Task directions »
Please count the lines in the entries below that contain the word "object" and reply with that number alone.

Input »

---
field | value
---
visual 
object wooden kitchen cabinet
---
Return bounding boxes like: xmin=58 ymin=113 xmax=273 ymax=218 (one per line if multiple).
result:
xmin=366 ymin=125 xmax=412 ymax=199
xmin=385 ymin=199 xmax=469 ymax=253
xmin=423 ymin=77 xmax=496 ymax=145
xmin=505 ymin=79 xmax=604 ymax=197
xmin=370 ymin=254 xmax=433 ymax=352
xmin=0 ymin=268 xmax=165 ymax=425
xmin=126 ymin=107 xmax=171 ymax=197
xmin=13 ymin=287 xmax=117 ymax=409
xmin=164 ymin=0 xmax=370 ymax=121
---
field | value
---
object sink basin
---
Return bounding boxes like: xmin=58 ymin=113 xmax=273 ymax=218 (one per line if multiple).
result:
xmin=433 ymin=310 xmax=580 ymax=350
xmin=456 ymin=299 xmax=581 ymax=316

---

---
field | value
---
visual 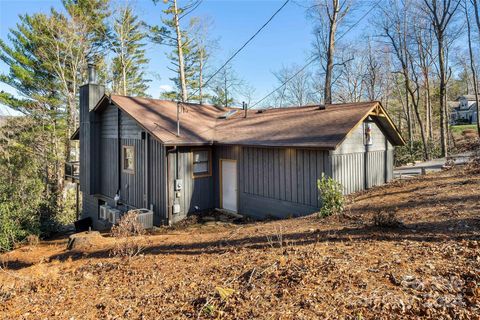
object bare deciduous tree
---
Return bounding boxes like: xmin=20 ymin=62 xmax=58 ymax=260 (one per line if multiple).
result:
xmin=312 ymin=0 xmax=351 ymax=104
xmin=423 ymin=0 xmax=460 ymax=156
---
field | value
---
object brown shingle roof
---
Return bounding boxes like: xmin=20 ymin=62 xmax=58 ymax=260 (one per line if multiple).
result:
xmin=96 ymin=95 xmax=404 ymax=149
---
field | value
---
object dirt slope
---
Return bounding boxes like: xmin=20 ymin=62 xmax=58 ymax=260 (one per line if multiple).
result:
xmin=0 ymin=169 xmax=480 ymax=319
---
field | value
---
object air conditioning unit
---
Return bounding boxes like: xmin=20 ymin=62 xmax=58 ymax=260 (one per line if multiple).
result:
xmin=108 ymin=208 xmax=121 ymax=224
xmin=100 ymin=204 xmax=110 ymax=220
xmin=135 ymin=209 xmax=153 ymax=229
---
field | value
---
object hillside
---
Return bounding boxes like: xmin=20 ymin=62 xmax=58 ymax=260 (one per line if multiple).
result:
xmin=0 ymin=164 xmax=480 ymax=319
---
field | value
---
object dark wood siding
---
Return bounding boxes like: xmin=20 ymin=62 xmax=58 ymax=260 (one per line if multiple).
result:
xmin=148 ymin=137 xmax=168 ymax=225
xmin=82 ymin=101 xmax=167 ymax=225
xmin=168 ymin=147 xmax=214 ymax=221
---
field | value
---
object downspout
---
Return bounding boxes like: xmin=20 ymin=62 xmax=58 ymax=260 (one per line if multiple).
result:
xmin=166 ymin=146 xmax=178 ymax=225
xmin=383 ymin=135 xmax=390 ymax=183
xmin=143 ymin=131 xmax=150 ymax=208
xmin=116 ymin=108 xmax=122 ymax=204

Answer to the problem »
9